▶ Problems to solve:
a - Answer these questions using the article on self-abandonment in relationships:
(i) For how many years has the writer been counseling couples?
(ii) What does the article name as the one cause of relationship problems?
(iii) How many major ways of avoiding core painful feelings does the article say we learned?
b - In the rows, start at the line containing "(a) Identify the green" and continue through the line containing "[0, 0, 565, 89]". Arrange those lines as a Markdown table with the columns Line No. and Line Text, numbering each line and leaving out any blank lines.

▶ Source text:
______________________________

If Your Relationship Is Failing, Here’s Why. ~ Dr. Margaret Paul

If there was one thing
you could do to heal your relationships, would you do it?
I’m the kind of person who loves to understand the deeper
reasons behind behavior, and I’ve spent most of my life learning about what
creates loving or unloving relationships. In the 43 years I’ve been counseling
couples, I’ve discovered that there really is one major cause of relationship
problems—one issue that if you address and heal, changes everything.
The one cause: self-abandonment.
When you abandon yourself emotionally, physically, spiritually,
financially, relationally and/or organizationally, you automatically make your
partner responsible for you. Once you make another person responsible for your
feelings of self-worth and well being, then you attempt to manipulate that
person into loving you, approving of you and giving you what you want. The
controlling behavior that results from self-abandonment creates huge
relationship problems.
Let’s look at the various forms of self-abandonment and how they
result in relationship conflict and power struggles, or in distance and
disconnection.
Emotional self-abandonment.
When we were growing up, many of us
experienced much loneliness, heartache, heartbreak and helplessness. These are
very big feelings, and unless we had loving parents or caregivers who helped us
through these feelings—rather than being the cause of them—we had to find
strategies to avoid them.
We learned four major ways of
avoiding these core painful feelings of life, and these four ways now create
our feelings of anxiety, depression, guilt, shame and anger, as well as
relationship problems.
1. We judge ourselves rather than
accept ourselves.
Did you learn to judge yourself as a
way to try to get yourself to do things “right” so that others would like you?
Self-judgment creates much anxiety, depression, guilt, shame and emptiness, and
can lead to many addictions in order to avoid these feelings. Self-judgment
also leads to needing others’ approval to feel worthy, and your resulting
controlling behaviors to gain others’ approval can lead to many relationship
problems.
2. We ignore our feelings by staying
up in our head rather than being present in our body.
When you have not learned how to
manage your feelings, you want to avoid them. Do you find yourself focused in
your head rather than in your body, more or less unaware of your feelings?
We emotionally connect with each
other from our hearts and souls, not from our heads. When you stay in your head
as a way to avoid responsibility for your feelings, you cannot emotionally
connect with your partner.
3. We turn to various addictions to
numb the anxiety, depression, emptiness, guilt, shame and anger that develops
when we judge ourselves and ignore our feelings.
Addictive behavior, such too much
alcohol, drugs, food, TV, gambling, overspending, work, sex and so on, can
create much conflict and distance in relationships.
4. We make our partner or others
responsible for our feelings.
When we emotionally abandon
ourselves, we then believe it is someone else’s job to make us feel loved and
worthy. Do you try to control your partner with anger, blame, criticism,
compliance, resistance or withdrawal to get him or her to give you what you are
not giving to yourself? How does your partner respond to this controlling
behavior?
Many relationships fall into a
dysfunctional system, such as one person getting angry and the other
withdrawing or resisting, or both getting angry or both withdrawing. In some
systems, one is angry and the other is compliant, which seems to work until the
compliant partner becomes resentful. In all of these systems, each person is
emotionally abandoning themselves, which is the root cause of the dysfunctional
relationship.

______________________________

▶ Entries shown:
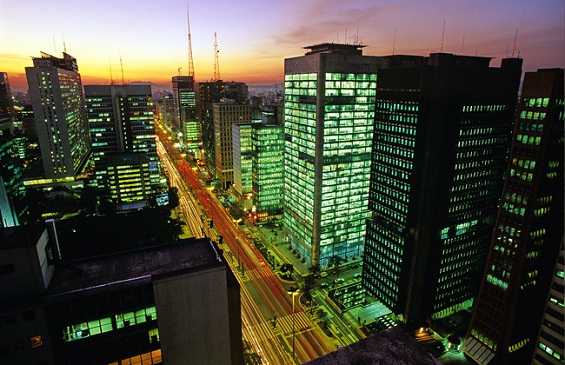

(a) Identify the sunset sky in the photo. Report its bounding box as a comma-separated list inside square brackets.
[0, 0, 565, 91]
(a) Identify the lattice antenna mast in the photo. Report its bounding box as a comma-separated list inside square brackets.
[214, 32, 220, 81]
[512, 29, 518, 57]
[186, 1, 194, 80]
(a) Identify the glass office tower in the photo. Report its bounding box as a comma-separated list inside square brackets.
[465, 69, 565, 365]
[363, 53, 522, 327]
[26, 52, 90, 178]
[251, 124, 284, 220]
[284, 44, 379, 266]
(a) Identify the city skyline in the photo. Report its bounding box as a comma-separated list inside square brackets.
[0, 0, 565, 91]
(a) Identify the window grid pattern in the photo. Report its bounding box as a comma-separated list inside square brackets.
[434, 104, 511, 316]
[363, 100, 419, 308]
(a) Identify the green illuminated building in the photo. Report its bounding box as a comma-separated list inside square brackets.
[465, 69, 565, 365]
[362, 53, 522, 327]
[84, 84, 161, 204]
[252, 118, 284, 220]
[172, 76, 202, 151]
[26, 52, 90, 179]
[284, 44, 379, 266]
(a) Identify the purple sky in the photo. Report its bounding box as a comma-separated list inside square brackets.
[0, 0, 565, 89]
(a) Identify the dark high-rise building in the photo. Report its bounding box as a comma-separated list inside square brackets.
[26, 52, 90, 178]
[362, 53, 522, 327]
[196, 80, 224, 175]
[465, 69, 565, 365]
[284, 44, 380, 266]
[172, 76, 201, 151]
[0, 72, 16, 120]
[84, 84, 160, 199]
[0, 118, 25, 227]
[532, 241, 565, 365]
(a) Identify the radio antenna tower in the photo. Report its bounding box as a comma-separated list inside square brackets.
[186, 1, 194, 80]
[512, 29, 518, 57]
[214, 32, 220, 81]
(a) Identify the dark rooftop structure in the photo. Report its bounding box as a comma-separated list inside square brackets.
[304, 327, 440, 365]
[303, 43, 365, 55]
[46, 239, 225, 296]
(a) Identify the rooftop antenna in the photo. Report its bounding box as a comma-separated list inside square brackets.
[512, 28, 518, 57]
[355, 18, 361, 45]
[108, 60, 114, 85]
[440, 19, 445, 53]
[120, 52, 126, 85]
[186, 1, 194, 80]
[214, 32, 220, 81]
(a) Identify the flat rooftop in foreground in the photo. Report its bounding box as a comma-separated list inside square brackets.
[46, 238, 225, 296]
[304, 327, 440, 365]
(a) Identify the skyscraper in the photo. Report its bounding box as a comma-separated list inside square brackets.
[213, 101, 251, 189]
[172, 76, 202, 151]
[284, 44, 379, 266]
[362, 53, 522, 327]
[232, 123, 253, 211]
[84, 84, 160, 196]
[0, 72, 16, 120]
[465, 69, 564, 365]
[532, 241, 565, 365]
[251, 118, 284, 220]
[26, 52, 90, 178]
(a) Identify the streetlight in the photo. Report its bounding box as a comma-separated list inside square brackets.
[291, 290, 299, 364]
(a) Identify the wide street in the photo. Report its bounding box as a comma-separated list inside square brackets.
[158, 126, 336, 364]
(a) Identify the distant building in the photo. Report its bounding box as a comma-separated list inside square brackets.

______________________________

▶ Answers by task:
a -
(i) 43 years
(ii) Self-abandonment
(iii) Four

b -
| Line No. | Line Text |
|---|---|
| 1 | (a) Identify the green illuminated building in the photo. Report its bounding box as a comma-separated list inside square brackets. |
| 2 | [465, 69, 565, 365] |
| 3 | [362, 53, 522, 327] |
| 4 | [84, 84, 161, 204] |
| 5 | [252, 118, 284, 220] |
| 6 | [172, 76, 202, 151] |
| 7 | [26, 52, 90, 179] |
| 8 | [284, 44, 379, 266] |
| 9 | (a) Identify the purple sky in the photo. Report its bounding box as a comma-separated list inside square brackets. |
| 10 | [0, 0, 565, 89] |